- Data records -
----

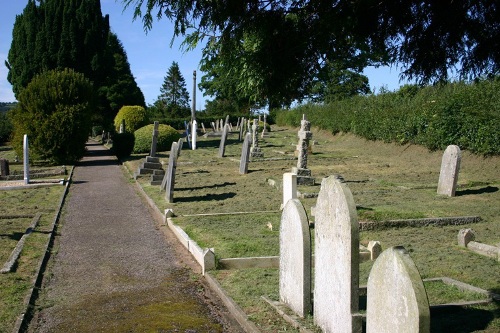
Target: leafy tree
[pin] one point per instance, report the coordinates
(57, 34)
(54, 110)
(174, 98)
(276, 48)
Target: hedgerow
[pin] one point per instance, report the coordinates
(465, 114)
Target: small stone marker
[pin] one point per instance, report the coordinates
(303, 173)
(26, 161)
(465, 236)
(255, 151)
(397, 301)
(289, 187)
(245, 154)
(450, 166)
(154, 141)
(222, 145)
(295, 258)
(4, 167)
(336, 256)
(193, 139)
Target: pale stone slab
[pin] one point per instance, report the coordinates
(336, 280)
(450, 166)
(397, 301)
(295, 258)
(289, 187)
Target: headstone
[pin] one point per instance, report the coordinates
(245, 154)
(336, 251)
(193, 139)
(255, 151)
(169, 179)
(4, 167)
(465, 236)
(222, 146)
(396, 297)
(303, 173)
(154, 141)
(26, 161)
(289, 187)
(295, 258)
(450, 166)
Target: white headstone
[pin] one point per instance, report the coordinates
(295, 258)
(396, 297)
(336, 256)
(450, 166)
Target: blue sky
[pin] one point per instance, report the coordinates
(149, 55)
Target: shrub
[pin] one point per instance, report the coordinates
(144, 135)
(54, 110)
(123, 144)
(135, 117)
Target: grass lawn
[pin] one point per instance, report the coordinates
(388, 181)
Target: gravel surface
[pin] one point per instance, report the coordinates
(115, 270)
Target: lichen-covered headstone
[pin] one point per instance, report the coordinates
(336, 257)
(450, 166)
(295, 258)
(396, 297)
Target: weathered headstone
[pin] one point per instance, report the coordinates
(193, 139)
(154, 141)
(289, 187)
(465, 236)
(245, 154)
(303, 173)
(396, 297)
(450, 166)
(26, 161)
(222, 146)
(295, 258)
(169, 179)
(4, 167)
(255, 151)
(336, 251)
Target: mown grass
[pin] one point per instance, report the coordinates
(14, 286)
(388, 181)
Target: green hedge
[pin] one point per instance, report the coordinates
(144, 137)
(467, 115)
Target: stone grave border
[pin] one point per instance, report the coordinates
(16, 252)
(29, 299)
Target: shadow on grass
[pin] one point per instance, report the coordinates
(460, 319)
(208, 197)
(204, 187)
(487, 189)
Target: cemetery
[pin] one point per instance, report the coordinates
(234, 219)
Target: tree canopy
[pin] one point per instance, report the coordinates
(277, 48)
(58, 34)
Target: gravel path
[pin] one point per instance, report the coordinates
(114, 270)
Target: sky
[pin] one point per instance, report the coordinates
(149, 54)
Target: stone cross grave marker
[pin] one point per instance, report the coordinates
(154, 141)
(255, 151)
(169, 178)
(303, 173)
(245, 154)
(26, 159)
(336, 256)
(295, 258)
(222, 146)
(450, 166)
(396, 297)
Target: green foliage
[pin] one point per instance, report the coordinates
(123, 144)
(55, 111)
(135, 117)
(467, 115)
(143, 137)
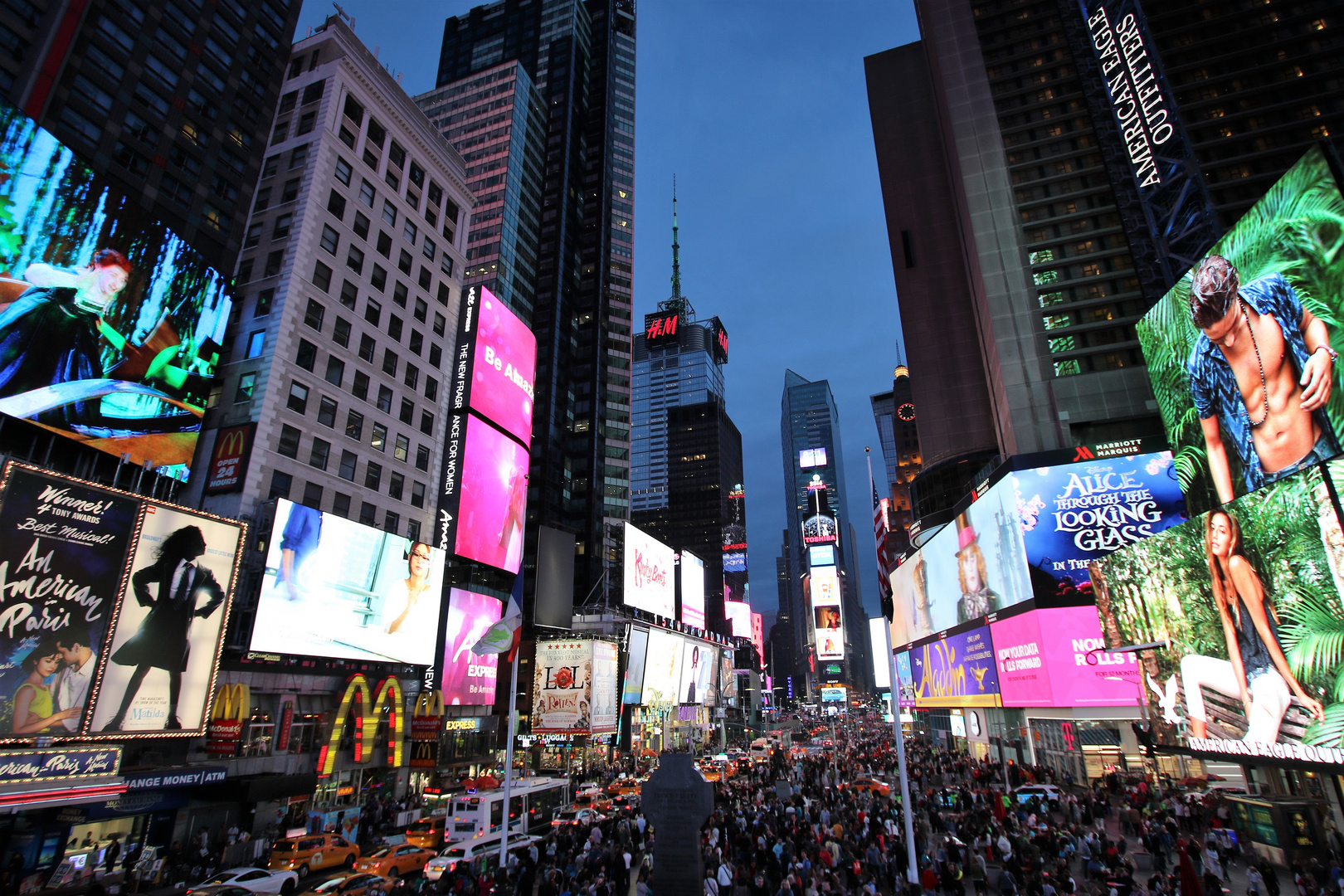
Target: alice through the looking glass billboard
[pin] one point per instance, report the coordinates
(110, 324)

----

- Aim of the exercise -
Quote every entry exactly, with the pictures omitted.

- Exercise output -
Target: leafy tree
[pin] one point per instance, report the coordinates
(57, 34)
(54, 110)
(174, 98)
(276, 48)
Target: hedgerow
[pin] one point per instance, report the coordinates
(465, 114)
Target: small stone marker
[pin] one point per instance, report the coordinates
(303, 173)
(26, 161)
(465, 236)
(255, 151)
(397, 301)
(289, 187)
(245, 154)
(450, 166)
(154, 141)
(222, 145)
(295, 258)
(4, 167)
(336, 256)
(193, 139)
Target: pale stone slab
[pin] one point per instance, report the coordinates
(336, 280)
(450, 166)
(397, 301)
(295, 258)
(289, 187)
Target: headstone
[pin] one point per instance, report the coordinates
(245, 154)
(336, 251)
(193, 139)
(255, 151)
(169, 179)
(4, 167)
(465, 236)
(222, 146)
(396, 297)
(303, 173)
(154, 141)
(26, 161)
(289, 187)
(295, 258)
(450, 166)
Target: white headstone
[pin] one point per instance, report the coordinates
(295, 258)
(396, 297)
(336, 256)
(450, 166)
Target: blue sky
[pin] one point per instance, report the coordinates
(149, 55)
Target: shrub
[pin] one point per instance, report the coordinates
(144, 135)
(54, 110)
(123, 144)
(135, 117)
Target: grass lawn
[pin] one point per instance, report the coordinates
(388, 181)
Target: gravel surface
[pin] one point per instance, report the coordinates
(115, 270)
Target: lichen-covered headstone
[pin] one point per instance, report the coordinates
(336, 257)
(450, 166)
(295, 258)
(396, 297)
Target: weathered headstone
[pin] one point per instance, report the coordinates
(193, 139)
(154, 141)
(289, 187)
(465, 236)
(245, 154)
(303, 173)
(396, 297)
(450, 166)
(26, 161)
(222, 146)
(295, 258)
(169, 179)
(4, 167)
(255, 151)
(336, 251)
Target: mown grass
[pin] one point per instance, report the coordinates
(14, 286)
(388, 181)
Target: green hedge
[pin] one point per instance, report the coordinates
(144, 137)
(467, 115)
Target: stone grave border
[pin] one point per instance, report the coordinates
(16, 252)
(29, 299)
Target: shadow on grass
[pin] one point per instance, report the coordinates
(460, 319)
(208, 197)
(204, 187)
(487, 189)
Target: cemetery
[pin] one point per instance, report the coordinates
(234, 219)
Target: tree canopy
[pin] one point per instance, report the coordinates
(277, 48)
(58, 34)
Target: gravel path
[pin] one point per instance, report the coordinates
(114, 270)
Target: sky
[pin] one point per instance, report the coordinates
(149, 54)
Target: stone cross grave marker
[pin] one point per instance, report the coordinates
(154, 141)
(255, 151)
(169, 178)
(303, 173)
(245, 154)
(26, 159)
(336, 256)
(295, 258)
(222, 146)
(450, 166)
(396, 297)
Target: green foliage
[pin] one point per instance, report the coordinates
(123, 144)
(55, 111)
(135, 117)
(467, 115)
(143, 137)
Target: alice through the looking glass billboard
[pin] one point per instance, report the coordinates
(110, 324)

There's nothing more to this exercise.